INSTRUCTION |
Using the GST ruling below, answer these questions:
1. What date of advice does the ruling give?
2. Under which section will the supply of the vacant lots by Entity 2 be a taxable supply?
3. How many lots were consolidated to create the property?

EXTRACT PROVIDED |
+++++

Authorisation number:1052188050882

Date of advice: 14 November 2023

Ruling

Subject: GST - vendors

Question 1

Are the vendors (Entity 1 & 2) required to register as a partnership in relation to the sale of the property for GST purposes?

Answer 1

No.

Question 2

Is the supply by Entity 1 to the purchaser an input taxed supply of residential premises?

Answer 2

Yes.

Question 3

Is the supply by Entity 2 to the purchaser an input taxed supply of residential premises?

Answer 3

No. The supply of the vacant lots will be a taxable supply in accordance with section 9-5.

Question 4

Is the purchaser required to withhold and remit to the Commissioner of Taxation an amount under section 14-250 of Schedule 1 to the TAA in relation to the purchase of the property?

Answer 4

No. As the purchaser is buying the property for a creditable purpose, the GST withholding provisions under section 14-250 of Schedule 1 to the TAA do not apply, and the purchaser is not required to withhold an amount in relation to the sale of the property.

This ruling applies for the following periods:

Year ending 30June 2024 to

Year ending 30 June 2029.

The scheme commences on:

The date this ruling decision is issued

Relevant facts and circumstances

•         The property was created by the consolidation of three lots.

Entity 1

•         Entity 1 acquired a residential premises in XXXX and resides in the property as a main residence and continues to be a main residence util the present date.

•         Entity 1 has an Australian Business Number (ABN) and is registered for GST since XXXX reporting on an annual basis.

•         Entity 1 is a sole trader under the business name XXXXXX.

Entity 2

•         Entity 2 is a company who acquired vacant lots of land in XXXX.

•         When Entity 2 acquired the two lots, they were both vacant lots with no building structures and the lots have remained vacant lots until the present day.

•         Entity 2 has an ABN and have been registered for GST since XXXX.

•         In 2023, the 3 Lots, were consolidated to form the property under a dual entitlement whereby the registered owners are described as;

o   Entity 1 of the part formally in Lot 1, and

o   Entity 2 of the part formally in Lots 2 & 3.

•         The vendors have obtained development approval in XXXX for the demolition of the existing garage and studio, subdivision of the land to retain the heritage house, construction of XX additional seniors living townhouses and excavation and construction of basement carparking on the property.

+++++

SUPPLIED MATERIAL |
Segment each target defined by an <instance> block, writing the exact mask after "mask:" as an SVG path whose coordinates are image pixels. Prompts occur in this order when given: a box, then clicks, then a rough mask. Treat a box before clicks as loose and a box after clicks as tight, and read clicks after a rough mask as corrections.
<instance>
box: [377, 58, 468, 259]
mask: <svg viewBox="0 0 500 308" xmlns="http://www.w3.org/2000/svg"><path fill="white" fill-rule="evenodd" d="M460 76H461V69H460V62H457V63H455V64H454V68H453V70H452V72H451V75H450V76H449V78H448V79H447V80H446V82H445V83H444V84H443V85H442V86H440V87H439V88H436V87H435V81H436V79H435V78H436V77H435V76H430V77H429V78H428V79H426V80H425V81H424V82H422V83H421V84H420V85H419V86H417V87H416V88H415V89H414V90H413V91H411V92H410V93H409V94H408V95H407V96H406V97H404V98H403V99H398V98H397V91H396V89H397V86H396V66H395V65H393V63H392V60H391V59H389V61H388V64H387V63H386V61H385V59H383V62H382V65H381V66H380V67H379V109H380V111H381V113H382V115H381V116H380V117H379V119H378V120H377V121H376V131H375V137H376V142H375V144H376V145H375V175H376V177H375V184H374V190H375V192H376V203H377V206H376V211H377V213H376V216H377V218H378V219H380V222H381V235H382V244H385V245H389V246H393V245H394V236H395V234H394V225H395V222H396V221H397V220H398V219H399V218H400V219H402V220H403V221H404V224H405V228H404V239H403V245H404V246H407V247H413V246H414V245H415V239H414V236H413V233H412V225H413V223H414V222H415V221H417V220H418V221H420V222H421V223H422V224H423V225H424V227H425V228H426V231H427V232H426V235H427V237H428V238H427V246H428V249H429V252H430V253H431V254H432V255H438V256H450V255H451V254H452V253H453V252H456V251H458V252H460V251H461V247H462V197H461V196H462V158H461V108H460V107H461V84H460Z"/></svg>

+++++

SOLUTION BELOW |
1. 14 November 2023
2. Section 9-5
3. Three